TEXT UNDER STUDY —
□ □ □ □
The first step in the process is ensuring there is a clear understanding of who the decision-maker is. If the owner held the business in his or her own name, the Estate will likely be the new owner. In that case, the Executor of the Estate would become the personal representative of the estate. If Trusts are involved a Trustee may be the lead. It’s important to work with legal counsel to review relevant documents to ensure there is an understanding of who can work on the deceased owner’s behalf.

Control of the Business’ Bank Accounts

One of the most important things that a newly assigned curator will take charge of is the business’ bank accounts, especially if the deceased owner is the only signatory. Banks will not allow checks to be written or withdrawals to be made without an authorized person’s signature and will freeze all accounts once they learn of a business owner’s death. This may result in bills not being paid and employees not receiving paychecks. These limitations will lead to services or goods not being provided to the business’ customers. Once legal control of the business has been established, whether permanent or temporary, the bank needs to be made aware of the new person’s identity and must be provided with legal documents that prove their authority. This may involve having the personal representative name themselves the new president – in the interim, inform the bank of the change and provide a new signature card.

Control of the Business’ Digital Assets

Today’s business environment is heavily reliant upon a digital, online presence. As such, the executor, administrator, or other decision maker of the affected business will need to gain access to passwords, so that they can control and make decisions relating to those assets.
□ □ □ □
PROVIDED INFORMATION —

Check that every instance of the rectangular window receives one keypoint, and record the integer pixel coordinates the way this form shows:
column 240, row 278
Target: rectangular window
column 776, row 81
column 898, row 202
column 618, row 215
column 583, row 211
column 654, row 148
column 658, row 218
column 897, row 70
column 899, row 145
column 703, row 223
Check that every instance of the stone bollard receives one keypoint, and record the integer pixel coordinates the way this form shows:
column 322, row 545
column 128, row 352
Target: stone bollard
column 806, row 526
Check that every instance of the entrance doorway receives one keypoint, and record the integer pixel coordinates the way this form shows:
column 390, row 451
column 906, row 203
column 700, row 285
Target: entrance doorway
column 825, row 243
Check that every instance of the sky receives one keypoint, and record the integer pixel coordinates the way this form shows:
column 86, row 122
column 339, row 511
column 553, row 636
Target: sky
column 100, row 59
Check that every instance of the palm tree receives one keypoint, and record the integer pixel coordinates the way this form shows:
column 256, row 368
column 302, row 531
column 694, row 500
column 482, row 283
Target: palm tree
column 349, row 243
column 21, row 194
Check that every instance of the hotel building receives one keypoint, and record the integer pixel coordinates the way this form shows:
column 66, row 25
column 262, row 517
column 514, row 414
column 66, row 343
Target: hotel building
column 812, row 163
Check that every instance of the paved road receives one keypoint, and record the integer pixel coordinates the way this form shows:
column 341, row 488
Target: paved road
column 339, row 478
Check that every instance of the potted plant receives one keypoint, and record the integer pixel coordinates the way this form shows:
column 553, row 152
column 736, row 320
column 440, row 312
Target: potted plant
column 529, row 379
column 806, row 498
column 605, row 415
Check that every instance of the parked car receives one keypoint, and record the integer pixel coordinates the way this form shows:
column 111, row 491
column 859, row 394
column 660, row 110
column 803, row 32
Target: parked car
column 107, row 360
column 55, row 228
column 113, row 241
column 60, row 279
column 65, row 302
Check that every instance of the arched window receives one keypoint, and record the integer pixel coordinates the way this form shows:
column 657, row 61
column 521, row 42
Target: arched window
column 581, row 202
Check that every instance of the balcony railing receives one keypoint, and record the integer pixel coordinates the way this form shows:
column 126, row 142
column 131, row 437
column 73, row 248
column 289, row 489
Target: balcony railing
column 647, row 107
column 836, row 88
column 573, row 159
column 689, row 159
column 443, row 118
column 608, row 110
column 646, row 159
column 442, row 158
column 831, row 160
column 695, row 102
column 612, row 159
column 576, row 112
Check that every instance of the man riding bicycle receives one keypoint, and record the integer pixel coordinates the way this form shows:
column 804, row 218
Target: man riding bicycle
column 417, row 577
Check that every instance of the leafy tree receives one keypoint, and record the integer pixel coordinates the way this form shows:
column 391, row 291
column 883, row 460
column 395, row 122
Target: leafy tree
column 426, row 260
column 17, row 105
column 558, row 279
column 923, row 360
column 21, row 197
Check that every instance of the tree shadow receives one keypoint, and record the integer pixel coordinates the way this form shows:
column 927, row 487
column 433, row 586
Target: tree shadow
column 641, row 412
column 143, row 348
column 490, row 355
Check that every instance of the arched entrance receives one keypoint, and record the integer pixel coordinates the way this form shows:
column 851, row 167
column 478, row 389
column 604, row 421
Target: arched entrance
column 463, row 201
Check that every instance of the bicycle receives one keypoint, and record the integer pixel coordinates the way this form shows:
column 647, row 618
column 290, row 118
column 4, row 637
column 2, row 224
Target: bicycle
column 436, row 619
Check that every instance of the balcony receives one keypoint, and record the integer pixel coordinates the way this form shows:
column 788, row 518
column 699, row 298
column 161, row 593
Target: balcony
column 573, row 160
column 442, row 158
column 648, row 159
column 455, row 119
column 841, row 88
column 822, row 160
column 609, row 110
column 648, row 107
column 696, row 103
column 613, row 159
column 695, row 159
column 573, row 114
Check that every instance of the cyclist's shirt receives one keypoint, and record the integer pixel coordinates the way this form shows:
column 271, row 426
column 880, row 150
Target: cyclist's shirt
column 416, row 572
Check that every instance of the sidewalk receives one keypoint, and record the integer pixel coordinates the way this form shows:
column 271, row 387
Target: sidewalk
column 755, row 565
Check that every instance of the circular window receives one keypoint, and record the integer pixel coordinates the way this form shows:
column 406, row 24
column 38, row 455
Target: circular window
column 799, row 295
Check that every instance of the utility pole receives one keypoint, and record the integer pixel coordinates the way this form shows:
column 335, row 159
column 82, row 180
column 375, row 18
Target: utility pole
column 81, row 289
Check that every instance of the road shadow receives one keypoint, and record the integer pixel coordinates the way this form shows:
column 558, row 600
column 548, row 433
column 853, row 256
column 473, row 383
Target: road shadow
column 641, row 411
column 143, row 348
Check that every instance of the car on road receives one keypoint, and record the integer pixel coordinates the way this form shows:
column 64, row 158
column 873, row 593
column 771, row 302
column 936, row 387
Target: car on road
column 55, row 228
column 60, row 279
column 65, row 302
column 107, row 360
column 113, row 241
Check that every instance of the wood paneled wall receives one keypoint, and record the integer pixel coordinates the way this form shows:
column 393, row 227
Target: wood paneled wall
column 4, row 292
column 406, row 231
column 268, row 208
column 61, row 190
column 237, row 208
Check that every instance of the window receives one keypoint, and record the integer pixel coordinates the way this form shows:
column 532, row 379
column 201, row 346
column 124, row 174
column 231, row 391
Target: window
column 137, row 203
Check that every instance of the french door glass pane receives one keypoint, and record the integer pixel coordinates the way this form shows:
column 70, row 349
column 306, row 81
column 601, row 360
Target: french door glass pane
□ □ □ □
WORK TO COMPLETE —
• A. Using the passage on running a business after its owner dies, answer each question briefly.
(i) If the owner held the business in his or her own name, who will likely be the new owner?
(ii) What do banks do to all accounts once they learn of a business owner's death?
(iii) To what will the decision maker need to gain access in order to control the business' digital assets?
• B. Translate this sentence from the passage on running a business after its owner dies into Spanish: "Banks will not allow checks to be written or withdrawals to be made without an authorized person’s signature and will freeze all accounts once they learn of a business owner’s death."
• C. Go on with the passage on running a business after its owner dies, starting after its final sentence.

ANSWERS BY ITEM —
• A.
(i) The Estate.
(ii) They freeze all accounts.
(iii) Passwords.

• B. Los bancos no permitirán que se emitan cheques ni que se realicen retiros sin la firma de una persona autorizada, y congelarán todas las cuentas en cuanto se enteren del fallecimiento del propietario de un negocio.

• C.
Laws are being passed in several states to facilitate the transfer of this information, including in the state of California, where a Uniform Fiduciary Access to Digital Assets Act has been passed. This new legislation provides authority over digital assets to those who are fiduciaries of a business. Fiduciaries are those the court has recognized as having obtained authority from the deceased business owner in the absence of explicit instructions. This shows the importance of having guidance from an attorney or accountant, early on, in the establishment of a business, to pre-address issues and avoid potential problems in the event of the death of a business owner.

Selling the Business

If the decision is made to sell the business, it is essential that an outside entity such as a valuation expert is engaged to provide reliable, data-driven information on the business’ value. It would be prudent for the personal representative to familiarize themselves with the concepts involved in a valuation.

There are some scenarios where there is an obvious prospective buyer. This may be a competitor or an individual who has long worked alongside the deceased owner. This is often the easiest and most sensible option, as well as the one that is most likely to deliver favorable, uncomplicated terms. Working with a friendly buyer can expedite the process and alleviate stress.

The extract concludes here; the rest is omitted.